-- begin Source data --

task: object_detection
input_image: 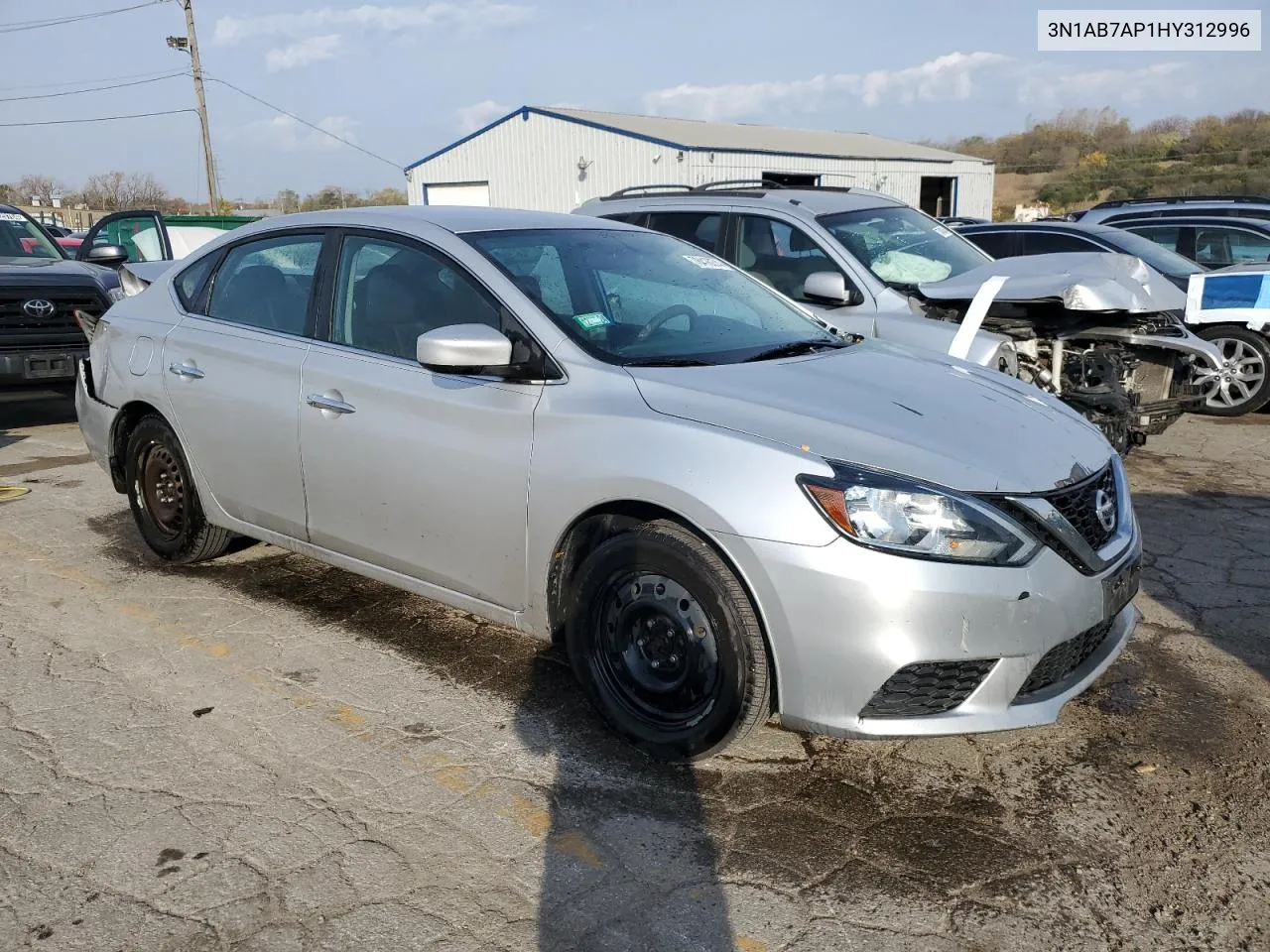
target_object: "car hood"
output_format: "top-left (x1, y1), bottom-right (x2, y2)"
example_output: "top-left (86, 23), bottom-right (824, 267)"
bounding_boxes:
top-left (0, 258), bottom-right (118, 287)
top-left (627, 340), bottom-right (1111, 493)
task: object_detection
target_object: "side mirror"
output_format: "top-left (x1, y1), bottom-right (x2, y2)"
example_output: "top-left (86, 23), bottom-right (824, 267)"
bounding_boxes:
top-left (416, 323), bottom-right (512, 373)
top-left (83, 245), bottom-right (128, 268)
top-left (803, 272), bottom-right (865, 304)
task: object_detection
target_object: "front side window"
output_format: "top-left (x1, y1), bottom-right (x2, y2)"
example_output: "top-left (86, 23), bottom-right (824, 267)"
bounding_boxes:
top-left (0, 212), bottom-right (64, 258)
top-left (464, 228), bottom-right (843, 364)
top-left (736, 214), bottom-right (851, 298)
top-left (817, 205), bottom-right (990, 291)
top-left (331, 236), bottom-right (514, 361)
top-left (207, 235), bottom-right (322, 335)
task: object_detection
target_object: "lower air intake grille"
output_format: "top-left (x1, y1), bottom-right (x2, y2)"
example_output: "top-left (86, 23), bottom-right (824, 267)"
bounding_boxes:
top-left (860, 657), bottom-right (997, 717)
top-left (1015, 618), bottom-right (1115, 704)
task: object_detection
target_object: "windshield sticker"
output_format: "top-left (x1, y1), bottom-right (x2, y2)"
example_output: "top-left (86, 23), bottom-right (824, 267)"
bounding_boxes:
top-left (684, 255), bottom-right (729, 272)
top-left (572, 311), bottom-right (612, 330)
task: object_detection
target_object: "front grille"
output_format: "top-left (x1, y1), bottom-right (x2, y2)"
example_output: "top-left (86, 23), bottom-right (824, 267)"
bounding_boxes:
top-left (860, 657), bottom-right (997, 717)
top-left (1015, 618), bottom-right (1115, 704)
top-left (1042, 464), bottom-right (1119, 551)
top-left (0, 287), bottom-right (101, 353)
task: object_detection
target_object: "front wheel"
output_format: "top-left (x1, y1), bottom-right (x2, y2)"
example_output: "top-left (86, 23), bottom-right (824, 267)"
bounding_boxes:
top-left (1197, 325), bottom-right (1270, 416)
top-left (123, 416), bottom-right (234, 565)
top-left (566, 521), bottom-right (771, 762)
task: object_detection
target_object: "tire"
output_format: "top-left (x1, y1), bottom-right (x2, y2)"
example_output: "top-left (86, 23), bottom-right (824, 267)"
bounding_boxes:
top-left (566, 521), bottom-right (771, 762)
top-left (1198, 323), bottom-right (1270, 416)
top-left (123, 416), bottom-right (234, 565)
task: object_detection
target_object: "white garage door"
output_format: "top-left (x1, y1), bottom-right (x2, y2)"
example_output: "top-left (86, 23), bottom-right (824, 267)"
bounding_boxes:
top-left (423, 181), bottom-right (489, 205)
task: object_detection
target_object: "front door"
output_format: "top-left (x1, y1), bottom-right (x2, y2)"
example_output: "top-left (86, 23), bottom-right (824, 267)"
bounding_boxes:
top-left (300, 227), bottom-right (543, 611)
top-left (163, 234), bottom-right (322, 539)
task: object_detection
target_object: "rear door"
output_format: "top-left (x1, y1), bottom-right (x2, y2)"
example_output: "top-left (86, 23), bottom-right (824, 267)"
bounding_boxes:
top-left (163, 230), bottom-right (323, 539)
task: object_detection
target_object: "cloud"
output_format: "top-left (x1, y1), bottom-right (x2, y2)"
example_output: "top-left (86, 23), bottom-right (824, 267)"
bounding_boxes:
top-left (212, 0), bottom-right (532, 46)
top-left (264, 33), bottom-right (341, 72)
top-left (248, 115), bottom-right (358, 153)
top-left (454, 99), bottom-right (511, 133)
top-left (1019, 62), bottom-right (1199, 109)
top-left (644, 52), bottom-right (1011, 121)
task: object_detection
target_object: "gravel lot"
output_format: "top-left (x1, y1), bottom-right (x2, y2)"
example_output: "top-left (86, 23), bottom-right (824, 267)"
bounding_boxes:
top-left (0, 404), bottom-right (1270, 952)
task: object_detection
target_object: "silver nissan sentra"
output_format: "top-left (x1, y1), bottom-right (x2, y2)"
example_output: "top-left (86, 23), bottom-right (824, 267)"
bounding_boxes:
top-left (77, 208), bottom-right (1140, 759)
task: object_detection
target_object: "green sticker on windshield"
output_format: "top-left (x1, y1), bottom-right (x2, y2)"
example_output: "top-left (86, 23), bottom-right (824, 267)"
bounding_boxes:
top-left (572, 311), bottom-right (612, 330)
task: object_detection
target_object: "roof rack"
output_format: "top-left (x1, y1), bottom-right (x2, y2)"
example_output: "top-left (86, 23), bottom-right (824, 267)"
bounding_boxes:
top-left (1093, 195), bottom-right (1270, 208)
top-left (599, 178), bottom-right (851, 202)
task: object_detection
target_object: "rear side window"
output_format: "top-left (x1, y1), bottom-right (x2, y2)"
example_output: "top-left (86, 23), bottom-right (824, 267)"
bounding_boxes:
top-left (173, 255), bottom-right (217, 311)
top-left (207, 235), bottom-right (322, 335)
top-left (648, 212), bottom-right (722, 251)
top-left (1021, 231), bottom-right (1106, 255)
top-left (961, 231), bottom-right (1017, 258)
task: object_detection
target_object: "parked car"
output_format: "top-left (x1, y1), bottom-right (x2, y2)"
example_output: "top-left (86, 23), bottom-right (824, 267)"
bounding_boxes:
top-left (76, 209), bottom-right (257, 266)
top-left (957, 221), bottom-right (1204, 291)
top-left (1065, 195), bottom-right (1270, 225)
top-left (1115, 214), bottom-right (1270, 268)
top-left (575, 181), bottom-right (1219, 453)
top-left (0, 205), bottom-right (123, 391)
top-left (76, 207), bottom-right (1140, 759)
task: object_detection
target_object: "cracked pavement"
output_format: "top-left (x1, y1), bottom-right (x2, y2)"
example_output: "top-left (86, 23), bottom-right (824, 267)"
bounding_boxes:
top-left (0, 396), bottom-right (1270, 952)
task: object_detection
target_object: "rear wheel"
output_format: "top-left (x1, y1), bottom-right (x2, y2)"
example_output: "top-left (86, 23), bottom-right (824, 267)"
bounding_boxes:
top-left (124, 416), bottom-right (234, 565)
top-left (566, 521), bottom-right (771, 761)
top-left (1198, 325), bottom-right (1270, 416)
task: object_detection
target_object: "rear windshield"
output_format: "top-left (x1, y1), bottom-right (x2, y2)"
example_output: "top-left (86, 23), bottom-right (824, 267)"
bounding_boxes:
top-left (0, 212), bottom-right (66, 258)
top-left (817, 207), bottom-right (992, 291)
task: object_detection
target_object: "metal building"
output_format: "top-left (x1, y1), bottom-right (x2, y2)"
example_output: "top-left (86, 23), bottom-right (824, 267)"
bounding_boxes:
top-left (407, 105), bottom-right (993, 218)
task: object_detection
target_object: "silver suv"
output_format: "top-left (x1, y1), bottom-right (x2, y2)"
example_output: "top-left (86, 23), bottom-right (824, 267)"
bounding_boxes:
top-left (76, 208), bottom-right (1140, 759)
top-left (574, 181), bottom-right (1017, 375)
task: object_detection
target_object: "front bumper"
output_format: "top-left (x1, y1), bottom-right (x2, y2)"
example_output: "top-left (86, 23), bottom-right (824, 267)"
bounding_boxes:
top-left (75, 359), bottom-right (119, 472)
top-left (731, 517), bottom-right (1142, 736)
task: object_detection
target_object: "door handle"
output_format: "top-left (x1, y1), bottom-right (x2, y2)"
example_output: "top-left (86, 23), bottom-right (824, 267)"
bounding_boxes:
top-left (168, 363), bottom-right (207, 380)
top-left (305, 394), bottom-right (357, 414)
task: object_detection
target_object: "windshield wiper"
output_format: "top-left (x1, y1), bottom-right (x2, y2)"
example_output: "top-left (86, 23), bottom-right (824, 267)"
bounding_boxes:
top-left (742, 340), bottom-right (851, 363)
top-left (622, 357), bottom-right (713, 367)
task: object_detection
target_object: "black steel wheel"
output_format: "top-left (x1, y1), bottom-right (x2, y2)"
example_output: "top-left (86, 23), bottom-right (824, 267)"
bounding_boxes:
top-left (566, 522), bottom-right (770, 761)
top-left (123, 416), bottom-right (234, 565)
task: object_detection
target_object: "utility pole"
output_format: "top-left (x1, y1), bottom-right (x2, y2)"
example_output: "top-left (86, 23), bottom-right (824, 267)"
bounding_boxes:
top-left (168, 0), bottom-right (221, 214)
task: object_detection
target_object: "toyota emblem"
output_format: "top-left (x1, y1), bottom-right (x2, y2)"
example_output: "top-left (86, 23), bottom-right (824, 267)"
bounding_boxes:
top-left (22, 298), bottom-right (58, 317)
top-left (1093, 489), bottom-right (1115, 532)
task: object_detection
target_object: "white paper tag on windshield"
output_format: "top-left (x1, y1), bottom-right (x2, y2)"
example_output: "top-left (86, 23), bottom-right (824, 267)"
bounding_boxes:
top-left (684, 255), bottom-right (730, 272)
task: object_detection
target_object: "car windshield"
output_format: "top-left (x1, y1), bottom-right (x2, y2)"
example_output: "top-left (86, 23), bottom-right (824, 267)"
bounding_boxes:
top-left (463, 228), bottom-right (845, 366)
top-left (0, 212), bottom-right (66, 258)
top-left (1107, 231), bottom-right (1204, 274)
top-left (817, 205), bottom-right (992, 291)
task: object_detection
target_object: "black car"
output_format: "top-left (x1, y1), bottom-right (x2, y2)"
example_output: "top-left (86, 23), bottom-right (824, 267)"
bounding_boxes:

-- end Source data --

**Exercise aim**: Extract every line of the items above that contains the word "white".

**Exercise solution**:
target_object: "white garage door"
target_object: "white paper tag on windshield"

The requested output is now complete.